__THE TASK__.
Count the lines below that contain the string "Target", treating uppercase and lowercase as different. Reply with the number alone.

[Extracted records]
_ _ _

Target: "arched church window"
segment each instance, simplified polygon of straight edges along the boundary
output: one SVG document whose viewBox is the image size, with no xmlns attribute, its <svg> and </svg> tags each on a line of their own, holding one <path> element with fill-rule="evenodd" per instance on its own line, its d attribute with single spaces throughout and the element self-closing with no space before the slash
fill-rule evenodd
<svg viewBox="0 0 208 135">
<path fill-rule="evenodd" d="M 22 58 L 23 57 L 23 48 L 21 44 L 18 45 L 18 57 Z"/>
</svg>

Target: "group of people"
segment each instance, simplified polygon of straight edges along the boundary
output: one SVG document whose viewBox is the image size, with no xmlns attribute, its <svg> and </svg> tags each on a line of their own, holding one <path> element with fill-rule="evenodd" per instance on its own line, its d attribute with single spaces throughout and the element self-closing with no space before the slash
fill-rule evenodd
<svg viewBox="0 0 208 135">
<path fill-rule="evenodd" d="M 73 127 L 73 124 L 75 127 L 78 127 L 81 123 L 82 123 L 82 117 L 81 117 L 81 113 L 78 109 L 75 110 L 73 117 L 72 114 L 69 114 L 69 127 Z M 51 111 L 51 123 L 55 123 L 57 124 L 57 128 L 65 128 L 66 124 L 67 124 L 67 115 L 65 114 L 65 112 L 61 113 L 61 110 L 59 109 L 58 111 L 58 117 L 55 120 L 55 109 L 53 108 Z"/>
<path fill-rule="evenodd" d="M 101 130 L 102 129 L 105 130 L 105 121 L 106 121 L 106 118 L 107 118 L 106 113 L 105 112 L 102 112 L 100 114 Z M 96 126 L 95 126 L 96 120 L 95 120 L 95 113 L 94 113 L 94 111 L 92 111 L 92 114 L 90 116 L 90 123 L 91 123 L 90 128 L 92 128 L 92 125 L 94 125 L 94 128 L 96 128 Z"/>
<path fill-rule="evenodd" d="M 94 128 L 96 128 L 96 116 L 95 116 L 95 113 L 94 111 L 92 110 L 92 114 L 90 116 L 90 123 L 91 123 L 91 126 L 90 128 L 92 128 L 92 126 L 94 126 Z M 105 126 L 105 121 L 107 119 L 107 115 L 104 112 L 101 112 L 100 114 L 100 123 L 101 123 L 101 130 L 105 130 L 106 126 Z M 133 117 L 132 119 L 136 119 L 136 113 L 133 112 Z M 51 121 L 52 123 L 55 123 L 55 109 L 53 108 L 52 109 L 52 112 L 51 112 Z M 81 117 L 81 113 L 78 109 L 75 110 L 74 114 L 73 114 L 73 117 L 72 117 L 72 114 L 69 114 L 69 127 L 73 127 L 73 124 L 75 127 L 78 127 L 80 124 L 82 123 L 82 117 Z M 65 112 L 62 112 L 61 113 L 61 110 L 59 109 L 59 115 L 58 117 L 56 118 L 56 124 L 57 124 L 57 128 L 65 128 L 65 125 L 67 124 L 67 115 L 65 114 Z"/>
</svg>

_ _ _

__THE REPLY__.
2